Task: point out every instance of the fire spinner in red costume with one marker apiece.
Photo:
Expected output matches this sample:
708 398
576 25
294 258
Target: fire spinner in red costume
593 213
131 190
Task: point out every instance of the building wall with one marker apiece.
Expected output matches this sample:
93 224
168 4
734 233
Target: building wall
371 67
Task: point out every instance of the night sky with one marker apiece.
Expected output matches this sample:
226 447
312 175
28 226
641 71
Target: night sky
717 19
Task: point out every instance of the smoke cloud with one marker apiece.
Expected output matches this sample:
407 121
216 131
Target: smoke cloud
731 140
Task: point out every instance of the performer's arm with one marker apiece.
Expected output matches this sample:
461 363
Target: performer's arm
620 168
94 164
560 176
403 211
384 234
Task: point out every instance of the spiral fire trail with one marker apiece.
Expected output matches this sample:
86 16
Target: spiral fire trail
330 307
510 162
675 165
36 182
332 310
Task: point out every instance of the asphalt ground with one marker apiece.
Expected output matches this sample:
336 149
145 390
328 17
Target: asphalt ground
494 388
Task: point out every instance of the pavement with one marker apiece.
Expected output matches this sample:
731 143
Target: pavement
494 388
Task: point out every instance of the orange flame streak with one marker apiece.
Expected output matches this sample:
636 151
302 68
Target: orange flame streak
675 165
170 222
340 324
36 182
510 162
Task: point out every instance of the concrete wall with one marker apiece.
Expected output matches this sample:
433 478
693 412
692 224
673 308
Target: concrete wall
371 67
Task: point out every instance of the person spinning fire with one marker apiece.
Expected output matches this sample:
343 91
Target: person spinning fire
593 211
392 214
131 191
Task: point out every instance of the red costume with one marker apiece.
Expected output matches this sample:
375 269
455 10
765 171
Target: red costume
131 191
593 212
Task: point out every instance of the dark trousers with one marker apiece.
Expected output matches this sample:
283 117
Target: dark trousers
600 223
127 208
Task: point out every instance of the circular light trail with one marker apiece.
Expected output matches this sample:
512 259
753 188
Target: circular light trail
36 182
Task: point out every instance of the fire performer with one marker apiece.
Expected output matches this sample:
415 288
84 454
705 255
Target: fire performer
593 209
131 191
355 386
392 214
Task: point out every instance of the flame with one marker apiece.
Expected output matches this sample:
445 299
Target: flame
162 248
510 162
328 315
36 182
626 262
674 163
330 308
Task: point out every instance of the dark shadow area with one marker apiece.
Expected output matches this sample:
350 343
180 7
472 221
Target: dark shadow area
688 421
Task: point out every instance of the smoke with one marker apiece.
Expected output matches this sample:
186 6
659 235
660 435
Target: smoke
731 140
-*-
*Work instructions*
Please swap "marker" for "dot" in everything from the line containing "Task: point out every instance of the smoke with" down to the end of the entries above, and give those lines back otherwise unchanged.

*Task solution*
Task: point out every instance of the smoke with one dot apiece.
Expected output matches this sample:
186 6
659 235
660 435
Target: smoke
731 140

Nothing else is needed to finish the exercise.